## Provided text
___

Major league rookies are not necessarily younger today, but there’s more overall, and that’s helping for the phenoms to break through basically from the start.

Since 2000, the largest rookie crops were featured in 2021 (483) and 2022 (454), up from as few as 328 in 2001. While the number stepped back to 402 last season, Gunnar Henderson and Corbin Carroll earned the AL and NL Rookie of the Year, respectively, meaning those awards have gone to players aged 22 or younger on opening day in back-to-back years (Julio Rodriguez and Michael Harris II in 2022) for the first time since 2012 and ’13.

Getting top prospects to the major league level faster coincides with the large financial investments in them. Plus, a measure in the 2022 collective bargaining agreement has eased some manipulating of player service time by organizations.

Many of this year’s top MLB rookies will be 22 or younger on opening day, with the haul being position player-centric and featuring the sweet swings of the Jackson 3 – Jackson Holliday, Jackson Chourio and Jackson Merrill – as well as Evan Carter, Wyatt Langford and others.

Graphic by Robbie Dunne. Research by Stats Perform’s Jake Coyne.

___

[Some records]
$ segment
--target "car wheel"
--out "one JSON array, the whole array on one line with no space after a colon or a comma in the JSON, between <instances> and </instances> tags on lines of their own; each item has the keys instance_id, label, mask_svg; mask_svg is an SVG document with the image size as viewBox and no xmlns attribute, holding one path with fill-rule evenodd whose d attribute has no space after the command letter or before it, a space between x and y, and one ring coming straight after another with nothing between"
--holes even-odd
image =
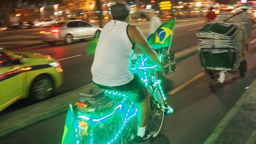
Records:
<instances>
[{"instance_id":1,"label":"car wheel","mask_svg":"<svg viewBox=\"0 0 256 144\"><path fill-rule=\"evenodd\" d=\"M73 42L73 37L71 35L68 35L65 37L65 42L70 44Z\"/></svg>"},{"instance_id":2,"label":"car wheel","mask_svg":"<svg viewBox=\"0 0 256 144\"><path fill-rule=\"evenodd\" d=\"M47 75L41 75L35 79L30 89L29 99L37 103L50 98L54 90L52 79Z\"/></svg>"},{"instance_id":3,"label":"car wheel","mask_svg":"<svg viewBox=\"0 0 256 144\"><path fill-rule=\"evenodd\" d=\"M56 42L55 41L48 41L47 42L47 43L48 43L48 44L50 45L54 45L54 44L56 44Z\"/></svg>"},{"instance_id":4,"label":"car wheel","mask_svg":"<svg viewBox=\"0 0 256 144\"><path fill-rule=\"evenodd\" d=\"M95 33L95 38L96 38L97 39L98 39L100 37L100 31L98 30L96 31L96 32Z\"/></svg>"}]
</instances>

___

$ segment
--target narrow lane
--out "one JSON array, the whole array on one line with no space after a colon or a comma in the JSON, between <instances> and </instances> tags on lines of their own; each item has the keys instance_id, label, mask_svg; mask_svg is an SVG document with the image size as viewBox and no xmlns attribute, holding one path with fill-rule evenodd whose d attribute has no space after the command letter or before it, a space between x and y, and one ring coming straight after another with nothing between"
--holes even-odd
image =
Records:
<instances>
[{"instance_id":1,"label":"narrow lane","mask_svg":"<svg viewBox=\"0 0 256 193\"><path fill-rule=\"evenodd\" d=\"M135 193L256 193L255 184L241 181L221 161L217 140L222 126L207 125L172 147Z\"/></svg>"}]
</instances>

___

## Exercises
(a) In the article on major league rookies, rewrite everything from "Many of this" down to "Perform’s Jake Coyne.", changing "sweet swings" to "smooth swings".
(b) Which players does the article on major league rookies name as Rookie of the Year winners?
(c) Carry on the article on major league rookies from its last sentence.

## Solved tasks
(a)
Many of this year’s top MLB rookies will be 22 or younger on opening day, with the haul being position player-centric and featuring the smooth swings of the Jackson 3 – Jackson Holliday, Jackson Chourio and Jackson Merrill – as well as Evan Carter, Wyatt Langford and others.

Graphic by Robbie Dunne. Research by Stats Perform’s Jake Coyne.

(b)
Gunnar Henderson
Corbin Carroll
Julio Rodriguez
Michael Harris II

(c)
While the MLB rookie rankings could go on and on, here are 10 of the most prominent to know in 2024 (age listed for opening day):

Jackson Holliday, Baltimore Orioles

Position: SS/2B; Bats/Throws: L/R; Age: 20; Highest 2023 Level: Triple-A

Notable: Generally regarded as baseball’s No. 1 minor league prospect, Holliday was in big league camp for much of spring training, but he’ll open the season in Triple-A to gain more reps against left-handed pitchers and continue with a planned shift to second base due to Henderson already handling shortstop on the Orioles’ rising roster. The No. 1 overall pick of the 2022 draft and son of seven-time MLB All-Star Matt Holliday handled expectations last year while producing a .323/442/.499 slash line and being named MLB Pipeline’s prospect hitter of the year.

Jackson Chourio, Milwaukee Brewers

Position: CF; Bats/Throws: R/R; Age: 20; Highest 2023 Level: Triple-A

Notable: In December, Chourio received the largest contract extension ever for a minor leaguer without MLB service time (guaranteed eight years, $82 million). Now the No. 2 prospect in the MLB Pipeline top 100 rankings is scheduled to become the youngest Brewer to make his big league debut on opening day in 50 years (Robin Yount in 1974). Chourio’s combination of power and speed suggest 30-30 potential. While his .347 on-base percentage in over 1,200 minor-league plate appearances was solid, he’s played only six games above Double-A, so there could be a learning curve against MLB pitching.

Evan Carter, Texas Rangers

Position: OF; Bats/Throws: L/R; Age: 21; Highest 2023 Level: MLB

Notable: Carter finished well above the league average in discipline+ (123), BIP+ (157) and raw value+ (131) over 75 plate appearances during a September call-up. If you missed it, there wasn’t any overlooking him in the postseason when he helped Texas to its first World Series title. Among rookies in the wild-card playoff era (since 1995), Carter’s 18 hits tied for the seventh most and his 10 walks matched the most overall. He’s eligible for 2024 AL Rookie of the Year honors and will give chase with a versatile style, including strong outfield defense (center field is his natural position) and speed (29 stolen bases across all levels last year) to go along with command of the strike zone.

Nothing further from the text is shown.